Start of Exercise data
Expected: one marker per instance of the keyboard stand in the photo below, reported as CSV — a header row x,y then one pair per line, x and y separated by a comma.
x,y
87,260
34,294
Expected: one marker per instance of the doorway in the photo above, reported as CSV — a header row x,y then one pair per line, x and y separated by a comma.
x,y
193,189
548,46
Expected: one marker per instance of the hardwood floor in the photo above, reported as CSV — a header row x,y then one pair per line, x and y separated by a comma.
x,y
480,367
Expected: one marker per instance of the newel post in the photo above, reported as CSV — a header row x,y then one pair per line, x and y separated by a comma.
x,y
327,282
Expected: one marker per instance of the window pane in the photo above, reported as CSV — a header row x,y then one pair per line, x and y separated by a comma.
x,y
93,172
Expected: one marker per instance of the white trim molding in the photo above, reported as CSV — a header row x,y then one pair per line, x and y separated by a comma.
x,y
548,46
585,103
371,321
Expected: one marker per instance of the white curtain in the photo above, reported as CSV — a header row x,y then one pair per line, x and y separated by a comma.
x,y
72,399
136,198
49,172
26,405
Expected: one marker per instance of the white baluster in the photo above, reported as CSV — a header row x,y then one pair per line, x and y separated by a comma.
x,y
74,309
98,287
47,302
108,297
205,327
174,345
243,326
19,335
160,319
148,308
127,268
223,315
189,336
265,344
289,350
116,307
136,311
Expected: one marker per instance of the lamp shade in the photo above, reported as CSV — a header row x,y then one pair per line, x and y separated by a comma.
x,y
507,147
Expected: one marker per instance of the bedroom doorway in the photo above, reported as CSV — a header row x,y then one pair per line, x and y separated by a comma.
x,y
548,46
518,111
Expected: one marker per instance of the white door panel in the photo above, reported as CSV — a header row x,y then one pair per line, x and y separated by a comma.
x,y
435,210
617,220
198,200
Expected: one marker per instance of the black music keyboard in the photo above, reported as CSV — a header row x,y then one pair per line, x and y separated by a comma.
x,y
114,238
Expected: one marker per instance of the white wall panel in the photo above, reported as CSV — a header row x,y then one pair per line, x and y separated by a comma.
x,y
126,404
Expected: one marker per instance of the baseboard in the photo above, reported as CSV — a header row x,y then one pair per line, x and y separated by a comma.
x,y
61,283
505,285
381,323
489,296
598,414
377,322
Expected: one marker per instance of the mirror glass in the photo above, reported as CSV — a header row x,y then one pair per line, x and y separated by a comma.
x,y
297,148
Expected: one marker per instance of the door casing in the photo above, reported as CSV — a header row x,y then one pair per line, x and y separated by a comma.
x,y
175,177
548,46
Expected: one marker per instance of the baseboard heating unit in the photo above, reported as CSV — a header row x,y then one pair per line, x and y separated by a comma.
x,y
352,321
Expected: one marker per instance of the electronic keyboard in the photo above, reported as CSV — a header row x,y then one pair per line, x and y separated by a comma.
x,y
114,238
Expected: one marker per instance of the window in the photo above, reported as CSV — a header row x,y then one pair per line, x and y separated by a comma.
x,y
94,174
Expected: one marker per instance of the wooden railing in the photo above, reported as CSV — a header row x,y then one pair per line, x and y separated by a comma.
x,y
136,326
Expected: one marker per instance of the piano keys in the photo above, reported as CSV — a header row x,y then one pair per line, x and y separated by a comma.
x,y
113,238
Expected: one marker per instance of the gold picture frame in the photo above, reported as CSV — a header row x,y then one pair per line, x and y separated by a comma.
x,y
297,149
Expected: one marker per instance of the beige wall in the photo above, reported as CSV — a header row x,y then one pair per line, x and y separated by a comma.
End of Exercise data
* [Required work]:
Exactly as given, repeat each line above.

* [Problem solution]:
Expected: one marker per instance of the keyboard stand in the photo below, reported as CSV — a header row x,y then one pair per line, x and y separated by a comma.
x,y
87,260
34,294
Expected: one marker per instance of the doorway in the photo above, reported as CSV — a header row x,y then one pair per line, x and y separated by a comma.
x,y
193,189
548,46
Expected: one marker per instance of the hardwood floor in the photo above, reported as CSV — a header row x,y then one pair per line, x and y separated by a comma.
x,y
480,367
Expected: one marker per instance of the newel post in the photo above, reported as CSV — a header row x,y then one pair per line, x and y separated by a comma.
x,y
327,282
Expected: one marker per instance of the window pane in the photo above, reported as CSV — a header row x,y then one pair per line, x and y separated by a comma.
x,y
93,172
Expected: one marker per instance of the white trim molding in the photo above, reported as CSV — a header row x,y then one pair per line, x and y separated by a comma.
x,y
548,46
585,103
371,321
Expected: one marker per instance of the white curtain in the photo above, reported as CSV — a header row x,y then one pair per line, x and y separated by a comma.
x,y
72,399
136,198
49,172
26,405
Expected: one marker per instance of the white baluster in the photo above, reported as CSV — a header row x,y then one pair per line, x and y separated by a comma.
x,y
74,309
98,287
47,302
108,297
205,327
174,345
243,326
19,335
160,319
148,308
127,268
223,315
189,336
265,344
289,350
116,307
136,311
Expected: one marker per instance of the lamp shade in the photo above, reported as CSV — a header row x,y then one pair per line, x and y separated by a comma.
x,y
507,147
Expected: one marker per instance of the bedroom doorway in the photo above, reported as CSV — a header row x,y then one pair per line, x and y separated by a comma.
x,y
548,46
518,111
Expected: one marker per instance of the white door panel in the photo above, reported as CSV — a header row x,y then one pair per line, x and y separated by a comma.
x,y
435,210
617,220
198,200
Expected: one marker per instance of the black music keyboard in the photo above, reported as CSV — a header row x,y then one pair per line, x and y separated by a comma.
x,y
114,238
Expected: one marker per instance of the white wall panel in the photo above, reported as CSV — a header row x,y then one pair per line, x and y separated by a comma.
x,y
126,404
Expected: one marker per instance of the baseboard in the photo above, reported as CSV — a header row x,y then one pair per line, x and y separated by a comma.
x,y
61,283
505,285
381,323
489,296
598,414
377,322
Expected: one marker per instance of the mirror glass in the photo above, reported as CSV — a header row x,y then one pair per line, x and y separated by a comma.
x,y
297,148
Expected: one marker per instance of the door casing in the photo above, reported as CSV — a header row x,y then one pair per line, x and y separated by a comma.
x,y
175,177
548,46
Expected: one marker per instance of the baseboard heating unit in the photo above, reported as CSV — a header row x,y then one pair per line, x and y separated by a comma.
x,y
352,321
Expected: one marker per instance of the electronic keyboard in the photo above, reported as CSV — a header row x,y then one pair per line, x and y separated by a comma.
x,y
114,238
Expected: one marker per instance of the window in the photo above, reported as CSV — a header row x,y then one pair per line, x and y separated by a comma.
x,y
94,174
Expected: one marker per instance of the wooden railing in the photo above, reported as CSV — a header row x,y then one pair per line, x and y separated by a comma.
x,y
136,326
Expected: one marker per instance of the piano keys in the photo above, reported as CSV — a header row x,y then one pair per line, x and y separated by a comma.
x,y
113,238
Expected: one marker per instance of the gold picture frame in the photo above, reported as CSV — a header row x,y then one pair per line, x and y separated by a comma.
x,y
297,149
Expected: one marker per instance of the beige wall in the photo above, reported as CSV — a header row x,y then one pair per line, x and y separated by a comma.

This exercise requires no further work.